STATED GOAL ▸ Write out the material below exactly, beginning at the line that contains "the air vent" and ending with its last line, both ends included; write nothing else.

LISTED ENTRIES ▸

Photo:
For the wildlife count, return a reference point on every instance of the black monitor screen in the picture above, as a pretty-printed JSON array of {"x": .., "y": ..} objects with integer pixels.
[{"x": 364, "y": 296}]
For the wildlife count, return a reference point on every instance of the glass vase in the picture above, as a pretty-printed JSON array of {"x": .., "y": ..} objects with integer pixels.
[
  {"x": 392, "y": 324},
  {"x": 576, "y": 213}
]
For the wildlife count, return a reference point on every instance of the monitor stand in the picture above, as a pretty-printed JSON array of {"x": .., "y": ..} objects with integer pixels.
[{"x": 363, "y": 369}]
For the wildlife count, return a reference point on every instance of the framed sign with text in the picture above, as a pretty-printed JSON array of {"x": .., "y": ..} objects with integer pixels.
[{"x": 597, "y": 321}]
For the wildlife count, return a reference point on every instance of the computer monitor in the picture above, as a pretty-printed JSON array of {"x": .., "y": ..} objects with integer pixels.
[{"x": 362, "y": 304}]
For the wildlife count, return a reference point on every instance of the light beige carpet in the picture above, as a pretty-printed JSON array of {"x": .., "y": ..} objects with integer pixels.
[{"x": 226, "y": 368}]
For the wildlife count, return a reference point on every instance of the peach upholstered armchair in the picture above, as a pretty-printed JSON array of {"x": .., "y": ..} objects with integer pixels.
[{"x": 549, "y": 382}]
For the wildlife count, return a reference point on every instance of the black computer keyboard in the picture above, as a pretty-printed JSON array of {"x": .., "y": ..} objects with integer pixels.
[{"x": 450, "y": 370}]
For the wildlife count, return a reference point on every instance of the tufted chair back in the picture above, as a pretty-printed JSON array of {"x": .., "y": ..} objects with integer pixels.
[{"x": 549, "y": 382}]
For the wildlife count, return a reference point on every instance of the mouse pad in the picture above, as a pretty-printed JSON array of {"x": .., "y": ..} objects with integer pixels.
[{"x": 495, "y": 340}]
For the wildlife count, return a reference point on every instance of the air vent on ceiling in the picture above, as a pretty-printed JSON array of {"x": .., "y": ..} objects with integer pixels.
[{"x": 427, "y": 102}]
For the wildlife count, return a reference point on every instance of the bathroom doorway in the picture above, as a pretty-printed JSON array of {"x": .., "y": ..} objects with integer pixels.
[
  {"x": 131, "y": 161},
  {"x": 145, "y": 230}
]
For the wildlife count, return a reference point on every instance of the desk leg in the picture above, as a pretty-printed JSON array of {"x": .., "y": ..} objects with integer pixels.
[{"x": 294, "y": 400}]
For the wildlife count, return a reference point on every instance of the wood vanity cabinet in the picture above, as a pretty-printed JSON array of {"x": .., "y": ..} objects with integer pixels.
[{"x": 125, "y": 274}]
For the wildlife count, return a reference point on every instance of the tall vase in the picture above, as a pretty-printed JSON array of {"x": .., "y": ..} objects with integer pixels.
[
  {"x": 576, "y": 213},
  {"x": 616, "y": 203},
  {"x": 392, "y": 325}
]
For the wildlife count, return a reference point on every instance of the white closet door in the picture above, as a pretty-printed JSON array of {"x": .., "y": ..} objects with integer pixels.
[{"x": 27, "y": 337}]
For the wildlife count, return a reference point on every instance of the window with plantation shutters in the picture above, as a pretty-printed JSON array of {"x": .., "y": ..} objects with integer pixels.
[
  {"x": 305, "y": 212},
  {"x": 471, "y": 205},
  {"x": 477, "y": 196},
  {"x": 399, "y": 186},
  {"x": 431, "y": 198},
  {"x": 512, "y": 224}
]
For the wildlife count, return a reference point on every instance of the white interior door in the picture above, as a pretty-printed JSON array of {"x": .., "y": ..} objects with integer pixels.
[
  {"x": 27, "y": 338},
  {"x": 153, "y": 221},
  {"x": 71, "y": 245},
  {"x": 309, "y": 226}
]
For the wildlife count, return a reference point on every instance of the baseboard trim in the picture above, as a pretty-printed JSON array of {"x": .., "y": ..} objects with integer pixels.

ANSWER FOR THE TASK ▸
For the wildlife count, return a reference point on every instance of the air vent on ceiling in the picture above, as a pretty-printed JSON array of {"x": .., "y": ..} objects with integer pixels.
[{"x": 427, "y": 102}]
For the wildlife count, return a reference point on every instance of the bathroom doorway in the picture above, as a pretty-printed JSON array of {"x": .., "y": ..} objects with integer pixels.
[
  {"x": 131, "y": 161},
  {"x": 145, "y": 230}
]
For the wildlife count, return a reference point on every instance of the desk leg in the picture above, as a pretty-printed JSON array of {"x": .., "y": ..} objects with integer pixels.
[{"x": 294, "y": 400}]
For the wildlife count, return a reference point on every instance of the wood vanity cabinet in the picture above, as a pretty-printed JSON array of {"x": .., "y": ..} objects with integer pixels.
[{"x": 125, "y": 274}]
For the wildlife count, return a reference point on every instance of the tall vase in the picture above, as a pretty-printed JSON array of {"x": .., "y": ..} objects with integer pixels.
[
  {"x": 576, "y": 213},
  {"x": 616, "y": 203},
  {"x": 392, "y": 325}
]
For the wildlife count, return a reference point on every instance of the white closet door in the picture above, as a pretty-printed JSON array of {"x": .., "y": ..} objects with integer pixels.
[{"x": 27, "y": 337}]
For the wildlife count, return a reference point on every instance of the window with plantation shutters in the picture above, as a pretty-printed JSON array of {"x": .., "y": ..} objects with integer pixels.
[
  {"x": 305, "y": 212},
  {"x": 471, "y": 205},
  {"x": 477, "y": 196},
  {"x": 399, "y": 186},
  {"x": 431, "y": 198},
  {"x": 512, "y": 224}
]
For the wildlife count, return a reference point on every instance of the white interior door in the picture above, as a pretty-printed JSON array of {"x": .., "y": ..} objects with integer pixels.
[
  {"x": 27, "y": 338},
  {"x": 153, "y": 221},
  {"x": 71, "y": 245},
  {"x": 309, "y": 226}
]
For the wildlife count, return a reference point on every instance of the baseboard trim in the picture above, as a pretty-printed JSON array of {"x": .., "y": ..} objects with integer pixels.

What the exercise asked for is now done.